Excerpted passage:
- - -

Sunday, April 19, 2026

It feels too fast

The journal being in my room now feels like a loss memory will happen too, like I don't feel it's been 1 day at all, I like forgot about yesterday and living my life, if it's anti psychotics medicine, am I actually a psycho? It's bad I want to be energized on living my life but I just have to wait until August for the continuation of living life, then I have no idea if I will be warded in June, usually it's 29th June, it's really heavy my life like this, then they didn't promote to care my life something like enjoying myself daily didn't happen but I'm just surviving with a tough feeling in my heart, I feel like I am sometimes insane, the dreams I can't remember anymore but my head is about to feel nicer due to short of cigarette per day, I only roll tobaccos so it's nothing much kind of smoking, then every Sunday the mart is closed I really have no plans to do, I really hope the end of pain really happens and I see July outside ward, it will be my first time but it seems like I'm going to ward, the weight is real, then its 11 more days until May, I hope it keeps going on faster but I hope I don't become a crazy man, maybe it's a rush of alot of memories but I'm just made to take medicine daily, schizophrenia ruined my love story and information about me like someone crazy and always memory loss, macam orang gila tak sedar diri is supposedly to be my diagnosis but it's schizophrenia instead. I don't know why I grow up to become a crazy man, it's really sad my time of schizophrenia keeps coming back then I really don't know where I'm heading in June, will I be successful and it's going to be my first time outside ward? I really don't know, it's just an angry feeling if I don't succeed in remaining out of ward, I really want a change of lifestyle and not becoming a mentally sick person, the only road I have is really to learn psychology only? It's really a tough journey then, I only have about 3 or 4 years to become learning psychology, 1 year for O, 1 year for A, then Psychology, wow people really making me do this instead of just helping me get a life?

I don't know why the feeling is like this but I suspect it's because medicine is finishing inside body, tomorrow is the "topup", and the last one hopefully, because in 3 weeks later I will have to see doctor, usually it's 4 weeks for injection, then it became faster maybe it's a change of medicine, finally I will feel something different in life? Wow.

- - -

Entries provided:

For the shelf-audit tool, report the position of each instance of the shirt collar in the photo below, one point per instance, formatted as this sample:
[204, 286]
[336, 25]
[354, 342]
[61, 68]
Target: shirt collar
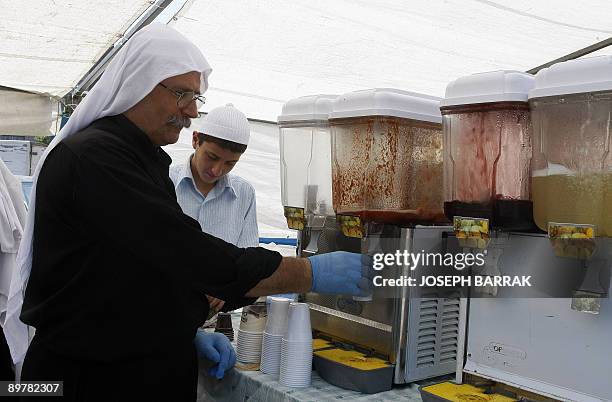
[223, 184]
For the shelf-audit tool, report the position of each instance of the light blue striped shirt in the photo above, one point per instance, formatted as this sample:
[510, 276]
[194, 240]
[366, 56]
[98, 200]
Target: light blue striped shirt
[227, 212]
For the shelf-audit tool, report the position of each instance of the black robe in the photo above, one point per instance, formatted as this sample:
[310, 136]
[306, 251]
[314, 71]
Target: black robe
[119, 273]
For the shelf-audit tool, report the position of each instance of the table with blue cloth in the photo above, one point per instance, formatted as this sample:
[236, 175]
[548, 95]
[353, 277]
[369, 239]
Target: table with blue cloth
[241, 385]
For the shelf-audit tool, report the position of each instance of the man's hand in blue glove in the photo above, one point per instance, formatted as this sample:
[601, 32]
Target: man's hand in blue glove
[216, 348]
[340, 272]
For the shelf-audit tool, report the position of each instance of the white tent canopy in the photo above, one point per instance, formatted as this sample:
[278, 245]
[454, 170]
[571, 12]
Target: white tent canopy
[264, 53]
[48, 46]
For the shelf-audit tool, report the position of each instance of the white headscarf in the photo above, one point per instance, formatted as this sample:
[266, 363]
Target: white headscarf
[154, 53]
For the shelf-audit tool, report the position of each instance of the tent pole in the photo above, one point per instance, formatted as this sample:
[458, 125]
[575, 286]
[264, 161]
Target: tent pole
[579, 53]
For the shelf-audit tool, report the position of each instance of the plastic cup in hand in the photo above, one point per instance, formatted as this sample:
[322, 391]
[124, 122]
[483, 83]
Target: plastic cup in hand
[277, 316]
[253, 318]
[298, 325]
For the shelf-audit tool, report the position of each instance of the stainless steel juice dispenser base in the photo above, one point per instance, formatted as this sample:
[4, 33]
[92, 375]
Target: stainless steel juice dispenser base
[417, 332]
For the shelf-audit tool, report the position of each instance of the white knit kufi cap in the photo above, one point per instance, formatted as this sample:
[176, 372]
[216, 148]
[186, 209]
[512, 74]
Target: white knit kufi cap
[227, 123]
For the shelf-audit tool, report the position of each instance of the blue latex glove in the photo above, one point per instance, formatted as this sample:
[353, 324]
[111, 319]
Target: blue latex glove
[217, 348]
[340, 272]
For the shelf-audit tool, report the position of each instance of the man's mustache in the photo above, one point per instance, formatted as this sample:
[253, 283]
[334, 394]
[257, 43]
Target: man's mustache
[179, 121]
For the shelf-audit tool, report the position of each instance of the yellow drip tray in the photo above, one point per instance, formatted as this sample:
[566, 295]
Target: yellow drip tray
[354, 370]
[352, 358]
[448, 391]
[319, 343]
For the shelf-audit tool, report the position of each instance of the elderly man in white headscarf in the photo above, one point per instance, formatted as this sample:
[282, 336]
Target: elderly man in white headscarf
[117, 273]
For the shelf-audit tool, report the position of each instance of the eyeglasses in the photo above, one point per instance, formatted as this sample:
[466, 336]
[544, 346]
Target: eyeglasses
[186, 97]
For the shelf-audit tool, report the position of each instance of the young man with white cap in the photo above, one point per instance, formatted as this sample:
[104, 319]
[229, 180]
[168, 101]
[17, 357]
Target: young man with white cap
[223, 204]
[112, 273]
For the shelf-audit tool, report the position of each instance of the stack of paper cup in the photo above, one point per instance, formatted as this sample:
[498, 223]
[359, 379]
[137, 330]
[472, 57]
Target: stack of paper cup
[296, 348]
[250, 333]
[276, 327]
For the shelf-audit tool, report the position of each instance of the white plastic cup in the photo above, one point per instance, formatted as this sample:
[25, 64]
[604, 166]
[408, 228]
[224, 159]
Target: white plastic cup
[253, 318]
[296, 364]
[298, 325]
[277, 316]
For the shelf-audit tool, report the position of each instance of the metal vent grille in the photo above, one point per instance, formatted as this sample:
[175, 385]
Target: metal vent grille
[438, 331]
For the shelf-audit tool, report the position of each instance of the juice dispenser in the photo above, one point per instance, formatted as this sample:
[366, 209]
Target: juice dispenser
[305, 148]
[572, 163]
[387, 157]
[487, 149]
[386, 165]
[551, 338]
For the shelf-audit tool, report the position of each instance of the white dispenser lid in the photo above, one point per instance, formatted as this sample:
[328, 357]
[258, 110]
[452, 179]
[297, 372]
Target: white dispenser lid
[387, 102]
[590, 74]
[307, 108]
[492, 86]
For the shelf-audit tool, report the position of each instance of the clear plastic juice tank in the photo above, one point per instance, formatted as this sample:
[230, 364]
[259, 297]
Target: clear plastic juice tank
[387, 156]
[487, 149]
[572, 163]
[305, 159]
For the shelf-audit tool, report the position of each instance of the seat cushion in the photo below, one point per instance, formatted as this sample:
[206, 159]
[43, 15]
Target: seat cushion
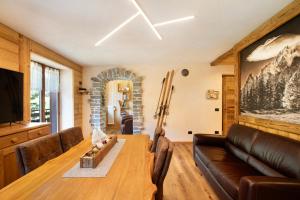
[278, 153]
[228, 174]
[213, 153]
[160, 157]
[36, 152]
[70, 137]
[242, 137]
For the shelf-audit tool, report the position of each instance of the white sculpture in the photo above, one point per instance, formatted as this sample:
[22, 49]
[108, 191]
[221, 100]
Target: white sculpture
[98, 137]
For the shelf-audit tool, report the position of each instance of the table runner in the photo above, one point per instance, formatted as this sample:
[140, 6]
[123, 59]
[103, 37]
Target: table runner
[103, 167]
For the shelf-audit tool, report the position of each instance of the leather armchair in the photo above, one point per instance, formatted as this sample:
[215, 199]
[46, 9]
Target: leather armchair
[264, 187]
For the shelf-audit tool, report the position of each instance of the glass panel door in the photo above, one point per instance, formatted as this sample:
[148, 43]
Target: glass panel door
[45, 95]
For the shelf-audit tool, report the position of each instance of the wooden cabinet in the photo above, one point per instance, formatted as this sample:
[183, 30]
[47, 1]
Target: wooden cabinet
[10, 138]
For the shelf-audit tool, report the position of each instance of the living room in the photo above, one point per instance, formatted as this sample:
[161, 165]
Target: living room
[200, 99]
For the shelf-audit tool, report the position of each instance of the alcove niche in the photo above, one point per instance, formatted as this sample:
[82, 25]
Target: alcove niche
[97, 97]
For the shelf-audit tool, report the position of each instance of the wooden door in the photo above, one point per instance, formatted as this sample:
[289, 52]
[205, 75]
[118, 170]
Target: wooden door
[228, 99]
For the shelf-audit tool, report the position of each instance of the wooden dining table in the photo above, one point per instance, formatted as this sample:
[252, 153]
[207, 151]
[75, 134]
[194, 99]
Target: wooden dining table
[128, 178]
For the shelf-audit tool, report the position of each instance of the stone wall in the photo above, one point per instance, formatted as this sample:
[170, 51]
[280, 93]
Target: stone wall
[97, 97]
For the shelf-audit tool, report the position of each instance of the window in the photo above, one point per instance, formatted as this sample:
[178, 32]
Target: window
[44, 94]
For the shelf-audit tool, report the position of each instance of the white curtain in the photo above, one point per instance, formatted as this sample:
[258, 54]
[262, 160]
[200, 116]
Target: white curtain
[51, 80]
[35, 76]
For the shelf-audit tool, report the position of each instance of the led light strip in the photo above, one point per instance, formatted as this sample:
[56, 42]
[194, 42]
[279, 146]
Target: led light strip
[118, 28]
[174, 21]
[141, 12]
[147, 19]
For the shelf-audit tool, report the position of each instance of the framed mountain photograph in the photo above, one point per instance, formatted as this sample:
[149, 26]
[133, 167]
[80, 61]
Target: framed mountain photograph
[270, 75]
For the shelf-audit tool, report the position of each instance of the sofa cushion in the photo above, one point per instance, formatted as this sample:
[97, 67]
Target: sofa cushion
[278, 153]
[242, 137]
[36, 152]
[70, 137]
[228, 174]
[211, 153]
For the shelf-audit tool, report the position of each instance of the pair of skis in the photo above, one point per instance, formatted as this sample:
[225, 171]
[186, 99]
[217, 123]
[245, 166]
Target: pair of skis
[162, 109]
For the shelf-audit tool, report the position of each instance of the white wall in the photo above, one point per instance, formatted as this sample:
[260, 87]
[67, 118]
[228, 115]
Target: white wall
[189, 110]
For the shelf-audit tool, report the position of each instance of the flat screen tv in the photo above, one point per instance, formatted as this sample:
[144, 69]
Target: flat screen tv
[11, 96]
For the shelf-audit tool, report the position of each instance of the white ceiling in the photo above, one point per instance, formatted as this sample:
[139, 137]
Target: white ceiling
[71, 27]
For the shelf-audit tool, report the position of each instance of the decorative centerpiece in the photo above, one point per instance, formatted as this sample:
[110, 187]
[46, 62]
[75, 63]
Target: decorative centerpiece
[102, 144]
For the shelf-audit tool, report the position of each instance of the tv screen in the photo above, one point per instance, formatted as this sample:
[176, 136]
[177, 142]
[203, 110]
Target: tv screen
[11, 96]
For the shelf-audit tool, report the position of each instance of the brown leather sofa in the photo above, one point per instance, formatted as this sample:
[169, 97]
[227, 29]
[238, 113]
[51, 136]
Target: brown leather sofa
[35, 153]
[249, 164]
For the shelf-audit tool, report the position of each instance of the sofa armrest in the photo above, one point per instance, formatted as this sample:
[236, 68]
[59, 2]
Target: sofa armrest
[208, 139]
[264, 187]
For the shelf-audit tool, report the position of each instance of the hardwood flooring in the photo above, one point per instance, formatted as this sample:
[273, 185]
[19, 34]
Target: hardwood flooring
[184, 180]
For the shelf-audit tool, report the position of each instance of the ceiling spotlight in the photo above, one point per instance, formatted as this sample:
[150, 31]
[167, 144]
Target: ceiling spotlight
[118, 28]
[146, 19]
[174, 21]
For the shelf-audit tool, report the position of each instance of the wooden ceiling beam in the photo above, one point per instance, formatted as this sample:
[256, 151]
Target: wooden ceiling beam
[283, 16]
[287, 13]
[226, 58]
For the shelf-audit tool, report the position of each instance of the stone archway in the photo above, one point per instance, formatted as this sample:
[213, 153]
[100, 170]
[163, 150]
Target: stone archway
[97, 99]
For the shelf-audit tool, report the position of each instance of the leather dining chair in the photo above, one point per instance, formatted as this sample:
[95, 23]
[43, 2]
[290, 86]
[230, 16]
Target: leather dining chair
[157, 133]
[162, 160]
[35, 153]
[70, 137]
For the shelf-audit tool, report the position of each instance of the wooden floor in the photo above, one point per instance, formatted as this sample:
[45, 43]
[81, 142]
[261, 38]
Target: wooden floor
[184, 180]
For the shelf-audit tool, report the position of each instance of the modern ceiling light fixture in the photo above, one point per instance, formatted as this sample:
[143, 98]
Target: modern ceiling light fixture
[152, 26]
[174, 21]
[146, 19]
[118, 28]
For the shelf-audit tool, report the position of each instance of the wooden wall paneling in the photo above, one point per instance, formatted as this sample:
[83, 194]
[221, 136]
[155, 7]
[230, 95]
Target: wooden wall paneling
[24, 58]
[48, 53]
[1, 170]
[228, 102]
[77, 99]
[10, 165]
[15, 52]
[237, 84]
[9, 54]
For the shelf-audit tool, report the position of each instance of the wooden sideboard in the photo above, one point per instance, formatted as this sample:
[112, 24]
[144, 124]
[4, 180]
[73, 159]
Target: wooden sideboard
[10, 138]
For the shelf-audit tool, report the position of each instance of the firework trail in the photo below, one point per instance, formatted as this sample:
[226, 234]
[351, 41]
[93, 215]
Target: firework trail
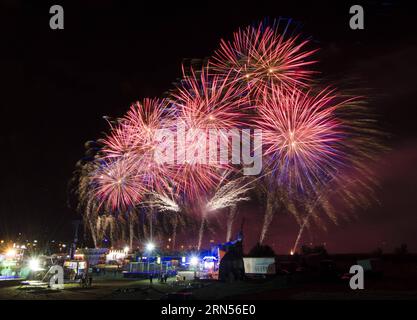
[263, 56]
[164, 203]
[118, 184]
[310, 139]
[228, 195]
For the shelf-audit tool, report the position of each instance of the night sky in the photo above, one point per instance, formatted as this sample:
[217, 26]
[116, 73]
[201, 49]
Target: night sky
[56, 85]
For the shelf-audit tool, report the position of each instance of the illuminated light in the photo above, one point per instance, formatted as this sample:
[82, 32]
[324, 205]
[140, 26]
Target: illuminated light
[150, 247]
[11, 253]
[193, 261]
[34, 264]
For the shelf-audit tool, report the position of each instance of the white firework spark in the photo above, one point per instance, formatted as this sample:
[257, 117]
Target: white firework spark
[228, 195]
[164, 203]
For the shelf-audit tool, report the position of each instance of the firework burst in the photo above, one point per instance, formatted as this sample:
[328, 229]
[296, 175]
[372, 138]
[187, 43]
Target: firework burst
[206, 104]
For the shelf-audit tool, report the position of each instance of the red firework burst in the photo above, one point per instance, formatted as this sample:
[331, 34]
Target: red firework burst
[302, 135]
[118, 184]
[206, 104]
[262, 56]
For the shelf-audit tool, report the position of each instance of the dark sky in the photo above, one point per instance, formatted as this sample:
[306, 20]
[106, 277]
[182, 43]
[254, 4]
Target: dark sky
[55, 86]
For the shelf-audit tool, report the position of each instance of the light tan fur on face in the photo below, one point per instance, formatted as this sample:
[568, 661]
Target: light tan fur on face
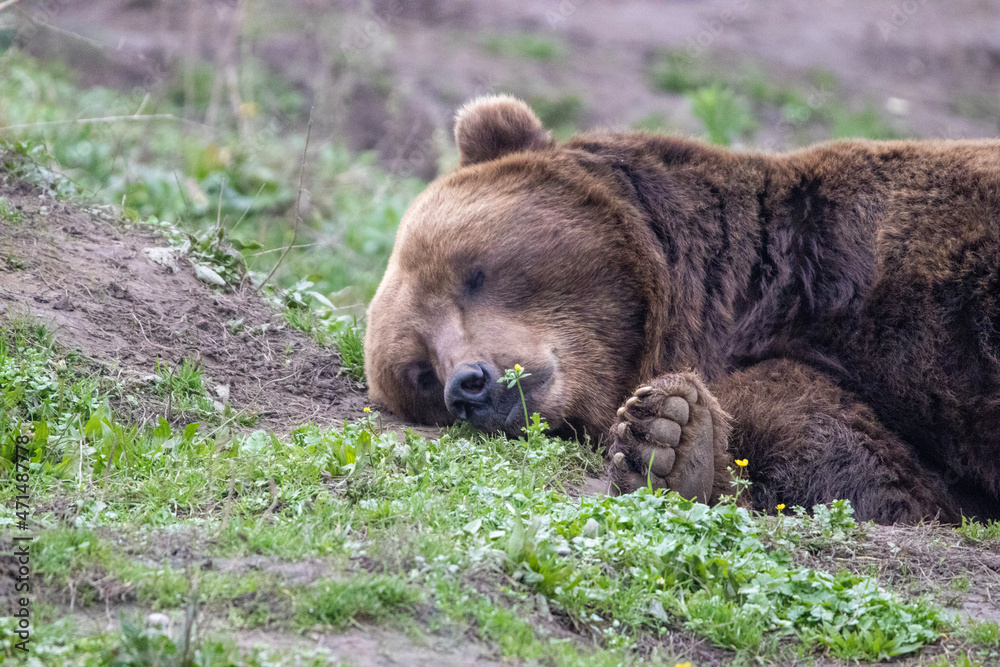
[508, 217]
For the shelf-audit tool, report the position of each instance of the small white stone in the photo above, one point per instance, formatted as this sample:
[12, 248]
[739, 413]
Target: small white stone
[207, 275]
[897, 106]
[158, 620]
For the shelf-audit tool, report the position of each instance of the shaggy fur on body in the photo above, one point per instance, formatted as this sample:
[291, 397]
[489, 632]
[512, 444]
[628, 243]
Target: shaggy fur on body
[832, 314]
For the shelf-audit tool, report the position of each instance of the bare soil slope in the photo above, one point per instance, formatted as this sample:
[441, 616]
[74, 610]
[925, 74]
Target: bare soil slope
[84, 274]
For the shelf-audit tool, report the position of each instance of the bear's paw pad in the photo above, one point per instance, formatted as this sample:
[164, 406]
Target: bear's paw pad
[663, 436]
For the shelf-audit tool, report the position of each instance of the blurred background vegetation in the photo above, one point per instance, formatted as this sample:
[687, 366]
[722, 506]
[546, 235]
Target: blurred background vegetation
[196, 112]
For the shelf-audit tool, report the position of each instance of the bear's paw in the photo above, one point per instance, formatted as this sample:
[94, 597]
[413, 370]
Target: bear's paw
[665, 436]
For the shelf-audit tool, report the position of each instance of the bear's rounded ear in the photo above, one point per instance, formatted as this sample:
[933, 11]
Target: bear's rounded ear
[490, 127]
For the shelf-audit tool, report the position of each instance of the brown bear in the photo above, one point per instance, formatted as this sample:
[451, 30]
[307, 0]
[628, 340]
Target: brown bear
[831, 314]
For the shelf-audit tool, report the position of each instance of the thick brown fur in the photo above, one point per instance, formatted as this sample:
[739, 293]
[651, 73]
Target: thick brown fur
[841, 303]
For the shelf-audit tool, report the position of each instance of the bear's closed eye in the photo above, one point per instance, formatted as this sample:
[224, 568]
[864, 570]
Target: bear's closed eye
[422, 376]
[474, 282]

- - -

Exercise directions: According to the journal entry, how many weeks apart are the injections usually given?

Exercise answer: Usually 4 weeks apart.